TASKS TO COMPLETE
[a] Write out the stretch of the article on the Moose Lodge closing from "Named after former" through "a permanent home.", keeping every word and mark as it appears.
[b] Answer these questions from the article on the Moose Lodge closing:
(i) What was served for dessert at the final meal?
(ii) About how many meals a day did Moose Lodge serve?
(iii) Out of what building did Moose Lodge operate?

EXERCISE TEXT
*****

‘It’s heartbreaking’: Moose Lodge hosts final meal before closing doors

Moose Lodge employee Caroline Britain prepares a lunch for a client at Moose Lodge Wellness Centre on Friday, July 28. -- Jason Kerr/Daily Herald

After more than two years and hundreds of meals, Moose Lodge Wellness Centre has officially closed its doors.

Staff and volunteers dished up the final meal on Thursday—burgers, soup, macaroni, yogurt and coleslaw, with cake for dessert—before closing down for the last time.

Moose Lodge supervisor Garth Propser said Moose Lodge meant a lot to those who used it. He’s worried about what will happen to their clients when the doors close for good.

“This is a much-needed facility, a much-needed service, and it is very appreciated by everyone who comes here,” Prosper said during a break in the action.

“Two years later, it’s made a big difference. Everyone out here has got a story.”

Named after former junior hockey player James “Moose” Sewap, Moose Lodge served around 320 meals a day to Prince Albert residents without homes. It operated five-days a week out of the Union Centre downtown, and offered services for residents trying to overcome addictions, cure mental health issues, or find a way off the street and into a permanent home.

*****

EXTRACTED ENTRIES
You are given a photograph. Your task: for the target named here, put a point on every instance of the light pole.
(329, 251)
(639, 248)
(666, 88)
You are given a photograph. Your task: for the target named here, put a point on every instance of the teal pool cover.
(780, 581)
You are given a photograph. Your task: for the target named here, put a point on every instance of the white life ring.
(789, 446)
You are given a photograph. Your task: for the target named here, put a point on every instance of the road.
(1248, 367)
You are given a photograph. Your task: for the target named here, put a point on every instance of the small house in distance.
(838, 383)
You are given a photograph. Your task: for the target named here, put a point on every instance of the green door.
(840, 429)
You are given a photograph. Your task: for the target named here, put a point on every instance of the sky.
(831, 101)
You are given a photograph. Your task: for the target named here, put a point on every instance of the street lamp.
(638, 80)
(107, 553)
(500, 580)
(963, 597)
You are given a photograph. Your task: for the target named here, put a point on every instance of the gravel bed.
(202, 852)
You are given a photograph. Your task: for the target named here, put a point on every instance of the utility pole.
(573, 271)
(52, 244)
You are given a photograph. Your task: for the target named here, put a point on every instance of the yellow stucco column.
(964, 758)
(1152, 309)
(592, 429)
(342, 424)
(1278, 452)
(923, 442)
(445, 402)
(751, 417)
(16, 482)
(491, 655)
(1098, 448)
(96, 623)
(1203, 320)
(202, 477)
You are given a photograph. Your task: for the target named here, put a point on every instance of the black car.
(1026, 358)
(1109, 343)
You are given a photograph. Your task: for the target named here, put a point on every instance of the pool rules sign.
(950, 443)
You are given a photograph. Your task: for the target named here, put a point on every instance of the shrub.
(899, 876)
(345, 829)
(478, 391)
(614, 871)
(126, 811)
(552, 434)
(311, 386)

*****

ANSWERS PROVIDED
[a]
Named after former junior hockey player James “Moose” Sewap, Moose Lodge served around 320 meals a day to Prince Albert residents without homes. It operated five-days a week out of the Union Centre downtown, and offered services for residents trying to overcome addictions, cure mental health issues, or find a way off the street and into a permanent home.

[b]
(i) Cake.
(ii) Around 320.
(iii) The Union Centre downtown.